Problem to work on: Output every line below as a JSON list of strings, with one string per line and blank lines omitted.

══════

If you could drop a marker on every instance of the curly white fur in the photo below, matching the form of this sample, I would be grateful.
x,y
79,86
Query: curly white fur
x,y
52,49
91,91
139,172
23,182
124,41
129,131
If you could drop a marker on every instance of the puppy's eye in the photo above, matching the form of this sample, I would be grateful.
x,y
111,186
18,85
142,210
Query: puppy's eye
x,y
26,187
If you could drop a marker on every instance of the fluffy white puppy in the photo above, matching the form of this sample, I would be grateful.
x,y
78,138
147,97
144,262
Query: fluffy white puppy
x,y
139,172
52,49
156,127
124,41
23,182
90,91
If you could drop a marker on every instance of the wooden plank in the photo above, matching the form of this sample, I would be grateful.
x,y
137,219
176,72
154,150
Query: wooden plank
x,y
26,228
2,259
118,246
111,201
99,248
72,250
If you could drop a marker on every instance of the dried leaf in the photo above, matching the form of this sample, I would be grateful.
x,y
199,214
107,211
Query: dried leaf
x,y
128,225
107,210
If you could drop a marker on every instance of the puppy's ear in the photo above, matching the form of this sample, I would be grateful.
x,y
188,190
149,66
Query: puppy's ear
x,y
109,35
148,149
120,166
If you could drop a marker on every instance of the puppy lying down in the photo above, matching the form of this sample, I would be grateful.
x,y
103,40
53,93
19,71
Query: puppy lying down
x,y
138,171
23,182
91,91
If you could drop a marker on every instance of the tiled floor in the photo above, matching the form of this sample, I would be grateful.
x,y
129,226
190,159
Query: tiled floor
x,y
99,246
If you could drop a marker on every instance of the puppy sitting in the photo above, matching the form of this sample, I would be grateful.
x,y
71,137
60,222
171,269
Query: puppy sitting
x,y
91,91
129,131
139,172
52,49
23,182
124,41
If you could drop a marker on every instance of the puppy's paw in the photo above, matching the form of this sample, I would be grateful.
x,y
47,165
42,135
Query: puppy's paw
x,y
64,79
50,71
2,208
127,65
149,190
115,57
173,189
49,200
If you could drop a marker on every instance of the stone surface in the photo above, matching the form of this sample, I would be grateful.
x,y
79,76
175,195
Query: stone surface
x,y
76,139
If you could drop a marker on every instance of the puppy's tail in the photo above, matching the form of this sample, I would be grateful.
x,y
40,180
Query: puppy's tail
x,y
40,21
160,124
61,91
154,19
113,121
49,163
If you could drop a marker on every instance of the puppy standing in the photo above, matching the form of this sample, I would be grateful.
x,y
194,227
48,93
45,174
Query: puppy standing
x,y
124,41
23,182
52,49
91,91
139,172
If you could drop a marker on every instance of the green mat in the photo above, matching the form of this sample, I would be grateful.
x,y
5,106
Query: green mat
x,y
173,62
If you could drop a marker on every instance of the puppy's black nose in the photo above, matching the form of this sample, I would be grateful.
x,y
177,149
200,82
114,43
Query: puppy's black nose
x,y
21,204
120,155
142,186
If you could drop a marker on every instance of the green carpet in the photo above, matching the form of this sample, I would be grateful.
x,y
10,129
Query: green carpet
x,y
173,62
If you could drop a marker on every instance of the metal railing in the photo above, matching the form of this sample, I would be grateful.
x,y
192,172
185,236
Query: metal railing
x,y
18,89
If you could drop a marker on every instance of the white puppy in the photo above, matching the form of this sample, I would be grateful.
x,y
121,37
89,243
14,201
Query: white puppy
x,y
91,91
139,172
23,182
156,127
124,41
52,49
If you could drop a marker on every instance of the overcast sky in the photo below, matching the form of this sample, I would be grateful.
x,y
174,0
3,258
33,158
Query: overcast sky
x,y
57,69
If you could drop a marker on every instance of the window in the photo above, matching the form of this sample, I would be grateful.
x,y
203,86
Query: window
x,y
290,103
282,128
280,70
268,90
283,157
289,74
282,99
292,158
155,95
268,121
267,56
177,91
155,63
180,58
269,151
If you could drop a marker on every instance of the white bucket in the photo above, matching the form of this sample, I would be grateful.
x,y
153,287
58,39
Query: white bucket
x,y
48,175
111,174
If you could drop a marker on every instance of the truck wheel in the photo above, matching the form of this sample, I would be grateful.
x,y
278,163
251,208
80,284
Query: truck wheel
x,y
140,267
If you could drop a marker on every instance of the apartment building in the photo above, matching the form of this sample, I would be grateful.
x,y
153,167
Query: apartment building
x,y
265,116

══════

Exercise output:
[
  "If you could drop a marker on every instance of the curly white fur in the photo below, matching the form of this sample, I would be grateful.",
  "x,y",
  "79,86",
  "Query: curly white fur",
  "x,y",
  "52,49",
  "91,91",
  "139,172",
  "23,182",
  "124,41",
  "129,131",
  "If you could drop a marker on every instance of the puppy's eye in the photo above, matching the form of this sample, I would be grateful.",
  "x,y",
  "111,186",
  "18,85",
  "142,210",
  "Query: puppy's eye",
  "x,y",
  "26,187",
  "If you could drop a marker on every instance of the fluffy white puppy in the photo above, matching the form of this sample, I would be grateful.",
  "x,y",
  "78,138",
  "147,97",
  "144,262",
  "Query: fluffy white puppy",
  "x,y",
  "139,172",
  "52,49",
  "156,127",
  "124,41",
  "23,182",
  "90,91",
  "If you could drop a marker on every instance of the wooden plank in the photo above, matching the form of this sample, I would be grateful.",
  "x,y",
  "137,219",
  "176,72",
  "154,150",
  "Query: wooden plank",
  "x,y",
  "26,228",
  "2,259",
  "118,246",
  "111,201",
  "99,248",
  "72,250",
  "If you could drop a marker on every instance of the dried leaf in the photo above, matching the form of this sample, I would be grateful.",
  "x,y",
  "199,214",
  "107,211",
  "Query: dried leaf",
  "x,y",
  "128,225",
  "107,210",
  "If you could drop a marker on every instance of the puppy's ear in the photo above, matching the form of this sample, I would be grateful.",
  "x,y",
  "188,190",
  "149,66",
  "Query: puppy's ear",
  "x,y",
  "109,35",
  "148,149",
  "120,166",
  "If you could drop a marker on every instance of the puppy lying down in the photo above, matching the form of this sample, I would be grateful.",
  "x,y",
  "103,40",
  "53,93",
  "19,71",
  "Query: puppy lying down",
  "x,y",
  "138,171",
  "23,182",
  "91,91",
  "If you could drop a marker on every instance of the tiled floor in the photo above, matching the form of this sample, I would be grateful.",
  "x,y",
  "129,226",
  "190,159",
  "Query: tiled floor",
  "x,y",
  "99,246",
  "If you could drop a marker on every instance of the puppy sitting in the photo above, matching the form of this sample, I would be grateful.",
  "x,y",
  "71,137",
  "60,222",
  "171,269",
  "Query: puppy sitting",
  "x,y",
  "91,91",
  "129,131",
  "139,172",
  "52,49",
  "23,182",
  "124,41",
  "If you could drop a marker on every instance of the puppy's paw in the photo above, matching the form of this sample, I would be grateful.",
  "x,y",
  "47,165",
  "42,135",
  "Query: puppy's paw",
  "x,y",
  "64,79",
  "50,71",
  "2,208",
  "127,65",
  "149,190",
  "115,57",
  "173,189",
  "49,200",
  "If you could drop a marker on every instance of the stone surface in the photo above, matching the form of this sample, I would be grateful.",
  "x,y",
  "79,76",
  "175,195",
  "Query: stone surface",
  "x,y",
  "76,139",
  "If you could drop a marker on every instance of the puppy's tail in the photo above, matching the form of this sample, I would be grateful.",
  "x,y",
  "40,180",
  "Query: puppy's tail",
  "x,y",
  "40,21",
  "160,124",
  "61,91",
  "154,19",
  "113,121",
  "49,163",
  "If you could drop a marker on every instance of the puppy standing in the photo above, matching the form of this sample, I would be grateful.",
  "x,y",
  "194,227",
  "48,93",
  "45,174",
  "Query: puppy standing",
  "x,y",
  "124,41",
  "23,182",
  "52,49",
  "91,91",
  "139,172",
  "If you could drop a marker on every instance of the green mat in the photo above, matching the form of this sample, I would be grateful.",
  "x,y",
  "5,106",
  "Query: green mat",
  "x,y",
  "173,62",
  "If you could drop a marker on every instance of the puppy's black nose in the photo above, matching the form of this sample, I would be grateful.",
  "x,y",
  "177,149",
  "200,82",
  "114,43",
  "Query: puppy's black nose",
  "x,y",
  "21,204",
  "120,155",
  "142,186",
  "If you could drop a marker on every instance of the green carpet in the photo above, matching the form of this sample, I would be grateful.",
  "x,y",
  "10,129",
  "Query: green carpet",
  "x,y",
  "173,62",
  "If you could drop a marker on every instance of the metal railing in the photo above, matching the form of this sample, I would be grateful.",
  "x,y",
  "192,172",
  "185,236",
  "Query: metal railing",
  "x,y",
  "18,89",
  "If you could drop a marker on every instance of the white puppy in the photo above, matching the form of this sample, I would be grateful.",
  "x,y",
  "121,37",
  "89,243",
  "14,201",
  "Query: white puppy",
  "x,y",
  "91,91",
  "139,172",
  "23,182",
  "156,127",
  "124,41",
  "52,49",
  "If you could drop a marker on every instance of the overcast sky in the photo below, matching the form of this sample, I would be grateful.",
  "x,y",
  "174,0",
  "3,258",
  "33,158",
  "Query: overcast sky",
  "x,y",
  "57,69",
  "If you could drop a marker on every instance of the window in the photo above, matching the form of this sample, I would be grateful.",
  "x,y",
  "203,86",
  "Query: window",
  "x,y",
  "290,103",
  "282,128",
  "280,70",
  "268,90",
  "283,157",
  "289,74",
  "282,99",
  "292,158",
  "155,95",
  "268,121",
  "267,56",
  "177,91",
  "155,63",
  "180,58",
  "269,151",
  "If you could drop a marker on every instance of the white bucket in the photo above, matching the form of this sample, I would be grateful.",
  "x,y",
  "153,287",
  "58,39",
  "Query: white bucket",
  "x,y",
  "48,175",
  "111,174",
  "If you could drop a marker on every instance of the truck wheel in the photo above, matching the form of this sample, I would be grateful.",
  "x,y",
  "278,163",
  "251,208",
  "80,284",
  "Query: truck wheel",
  "x,y",
  "140,267",
  "If you could drop a marker on every instance of the apartment building in the photo above, matching the form of this sample, I would be grateful.",
  "x,y",
  "153,167",
  "Query: apartment building",
  "x,y",
  "265,116"
]